What the exercise asks
The answer must consist of every line from the entries below that contains the word "stone".

Records from a dataset
○ ○ ○ ○ ○
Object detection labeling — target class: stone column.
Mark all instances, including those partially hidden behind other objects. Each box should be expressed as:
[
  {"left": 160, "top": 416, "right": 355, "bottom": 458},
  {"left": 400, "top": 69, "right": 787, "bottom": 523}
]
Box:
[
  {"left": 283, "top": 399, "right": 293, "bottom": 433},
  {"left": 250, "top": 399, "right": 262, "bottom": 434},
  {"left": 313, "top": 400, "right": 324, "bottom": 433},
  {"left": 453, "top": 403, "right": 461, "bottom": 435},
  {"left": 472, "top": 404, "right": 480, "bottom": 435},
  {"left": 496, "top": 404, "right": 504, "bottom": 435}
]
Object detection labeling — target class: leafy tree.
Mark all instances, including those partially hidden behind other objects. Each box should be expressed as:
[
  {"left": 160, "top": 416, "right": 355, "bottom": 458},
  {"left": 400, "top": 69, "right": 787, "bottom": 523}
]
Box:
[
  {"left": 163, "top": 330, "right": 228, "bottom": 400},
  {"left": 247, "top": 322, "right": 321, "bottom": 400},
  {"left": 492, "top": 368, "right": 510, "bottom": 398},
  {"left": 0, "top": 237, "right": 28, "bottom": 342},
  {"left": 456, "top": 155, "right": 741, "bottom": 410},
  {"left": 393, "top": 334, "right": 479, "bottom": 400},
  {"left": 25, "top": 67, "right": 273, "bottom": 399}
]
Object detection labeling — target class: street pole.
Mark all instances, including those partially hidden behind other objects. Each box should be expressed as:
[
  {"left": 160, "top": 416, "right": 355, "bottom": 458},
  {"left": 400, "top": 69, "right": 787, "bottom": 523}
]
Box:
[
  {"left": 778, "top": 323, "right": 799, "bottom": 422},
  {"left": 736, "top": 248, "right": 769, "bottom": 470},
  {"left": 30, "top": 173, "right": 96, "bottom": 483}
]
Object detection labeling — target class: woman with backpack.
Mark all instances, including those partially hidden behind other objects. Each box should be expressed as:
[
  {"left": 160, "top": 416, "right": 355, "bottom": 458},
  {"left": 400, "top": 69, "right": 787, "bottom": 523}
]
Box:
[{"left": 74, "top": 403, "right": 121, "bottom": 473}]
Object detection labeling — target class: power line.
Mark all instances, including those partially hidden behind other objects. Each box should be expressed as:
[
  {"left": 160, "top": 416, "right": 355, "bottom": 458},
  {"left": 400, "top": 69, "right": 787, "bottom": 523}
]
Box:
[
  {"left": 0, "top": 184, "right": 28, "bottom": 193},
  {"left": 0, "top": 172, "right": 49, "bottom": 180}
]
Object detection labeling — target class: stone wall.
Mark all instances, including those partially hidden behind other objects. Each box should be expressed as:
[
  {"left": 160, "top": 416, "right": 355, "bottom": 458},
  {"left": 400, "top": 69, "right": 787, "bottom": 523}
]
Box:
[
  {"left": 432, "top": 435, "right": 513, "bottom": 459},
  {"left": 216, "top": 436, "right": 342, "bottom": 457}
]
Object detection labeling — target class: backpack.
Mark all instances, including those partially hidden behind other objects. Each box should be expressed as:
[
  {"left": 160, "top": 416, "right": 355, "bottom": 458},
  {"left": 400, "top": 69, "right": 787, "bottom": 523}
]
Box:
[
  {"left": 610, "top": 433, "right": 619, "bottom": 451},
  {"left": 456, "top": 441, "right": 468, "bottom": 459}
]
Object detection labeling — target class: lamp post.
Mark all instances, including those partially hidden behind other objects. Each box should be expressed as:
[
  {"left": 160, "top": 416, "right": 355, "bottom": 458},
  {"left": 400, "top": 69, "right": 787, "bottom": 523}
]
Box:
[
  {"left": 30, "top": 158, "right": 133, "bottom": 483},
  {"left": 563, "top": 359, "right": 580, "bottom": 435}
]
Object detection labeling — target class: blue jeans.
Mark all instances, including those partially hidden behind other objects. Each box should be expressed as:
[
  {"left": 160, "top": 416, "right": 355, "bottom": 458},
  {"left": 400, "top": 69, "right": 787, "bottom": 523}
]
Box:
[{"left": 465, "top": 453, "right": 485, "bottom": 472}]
○ ○ ○ ○ ○
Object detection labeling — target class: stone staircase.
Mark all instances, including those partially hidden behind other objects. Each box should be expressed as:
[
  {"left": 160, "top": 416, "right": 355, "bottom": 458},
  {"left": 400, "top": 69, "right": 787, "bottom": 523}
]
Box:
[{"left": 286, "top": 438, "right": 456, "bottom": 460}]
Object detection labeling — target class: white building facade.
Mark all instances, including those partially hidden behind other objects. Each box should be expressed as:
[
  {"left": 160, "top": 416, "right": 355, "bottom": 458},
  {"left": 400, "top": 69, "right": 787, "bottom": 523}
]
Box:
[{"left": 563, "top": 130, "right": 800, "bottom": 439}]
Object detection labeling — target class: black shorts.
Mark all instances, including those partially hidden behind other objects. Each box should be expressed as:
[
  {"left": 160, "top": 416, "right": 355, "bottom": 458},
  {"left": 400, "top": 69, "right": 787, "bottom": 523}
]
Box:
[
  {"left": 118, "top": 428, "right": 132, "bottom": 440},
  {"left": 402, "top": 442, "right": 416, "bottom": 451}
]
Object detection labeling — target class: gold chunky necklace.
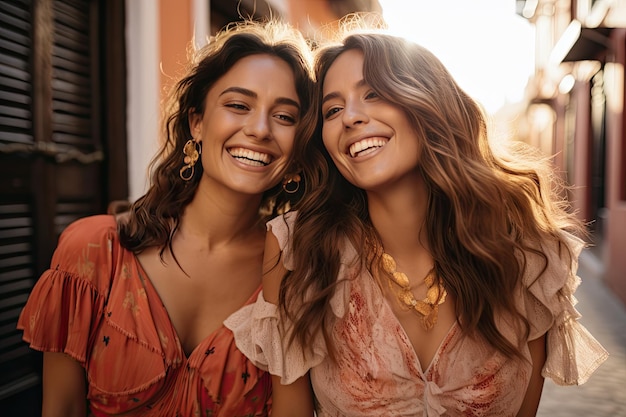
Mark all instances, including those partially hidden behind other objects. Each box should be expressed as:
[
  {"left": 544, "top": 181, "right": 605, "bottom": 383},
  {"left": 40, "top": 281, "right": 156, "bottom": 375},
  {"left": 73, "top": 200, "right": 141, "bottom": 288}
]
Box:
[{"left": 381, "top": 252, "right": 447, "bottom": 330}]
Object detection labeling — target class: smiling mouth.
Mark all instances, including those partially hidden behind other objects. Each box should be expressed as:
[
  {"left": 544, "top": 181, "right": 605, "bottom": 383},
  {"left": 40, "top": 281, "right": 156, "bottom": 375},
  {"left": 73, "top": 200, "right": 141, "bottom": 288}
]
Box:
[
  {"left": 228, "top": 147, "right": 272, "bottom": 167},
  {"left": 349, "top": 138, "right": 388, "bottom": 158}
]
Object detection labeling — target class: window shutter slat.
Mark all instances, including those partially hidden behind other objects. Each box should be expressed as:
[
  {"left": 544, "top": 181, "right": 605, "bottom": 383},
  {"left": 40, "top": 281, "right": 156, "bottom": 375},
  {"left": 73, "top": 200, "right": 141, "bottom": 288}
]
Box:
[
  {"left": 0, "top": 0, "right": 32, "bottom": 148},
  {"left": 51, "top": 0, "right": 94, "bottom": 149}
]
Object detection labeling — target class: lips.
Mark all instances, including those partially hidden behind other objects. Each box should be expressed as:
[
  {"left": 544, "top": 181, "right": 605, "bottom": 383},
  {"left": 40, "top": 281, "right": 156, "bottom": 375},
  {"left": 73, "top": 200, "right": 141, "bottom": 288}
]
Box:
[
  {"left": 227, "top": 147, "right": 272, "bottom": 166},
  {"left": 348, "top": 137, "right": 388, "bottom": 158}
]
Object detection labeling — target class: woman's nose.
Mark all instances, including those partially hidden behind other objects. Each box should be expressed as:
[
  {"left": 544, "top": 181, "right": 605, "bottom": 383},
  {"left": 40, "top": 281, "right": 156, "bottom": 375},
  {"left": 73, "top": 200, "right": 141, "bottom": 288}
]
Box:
○ ○ ○ ○ ○
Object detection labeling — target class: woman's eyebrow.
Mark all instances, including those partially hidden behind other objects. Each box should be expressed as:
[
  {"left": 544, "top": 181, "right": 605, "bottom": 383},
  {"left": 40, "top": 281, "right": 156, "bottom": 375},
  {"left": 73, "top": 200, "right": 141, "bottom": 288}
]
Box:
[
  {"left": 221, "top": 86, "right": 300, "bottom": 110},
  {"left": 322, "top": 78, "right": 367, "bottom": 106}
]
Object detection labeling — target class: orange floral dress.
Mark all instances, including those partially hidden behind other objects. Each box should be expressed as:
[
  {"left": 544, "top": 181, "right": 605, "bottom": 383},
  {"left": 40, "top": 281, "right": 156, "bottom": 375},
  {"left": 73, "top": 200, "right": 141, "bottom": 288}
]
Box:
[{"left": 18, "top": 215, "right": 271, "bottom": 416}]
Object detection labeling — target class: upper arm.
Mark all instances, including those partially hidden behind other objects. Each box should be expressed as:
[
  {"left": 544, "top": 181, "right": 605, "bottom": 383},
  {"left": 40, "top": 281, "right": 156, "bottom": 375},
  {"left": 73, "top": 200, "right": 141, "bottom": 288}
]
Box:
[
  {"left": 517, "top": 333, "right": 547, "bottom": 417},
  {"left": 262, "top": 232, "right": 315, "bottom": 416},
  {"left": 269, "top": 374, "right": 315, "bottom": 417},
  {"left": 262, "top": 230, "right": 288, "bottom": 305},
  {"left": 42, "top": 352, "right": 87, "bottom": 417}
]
○ ○ ○ ○ ○
Written response
Object detection labeling — target class: stone column.
Object detection labeling — target class: stone wall.
Object detection labeling — target class: stone staircase.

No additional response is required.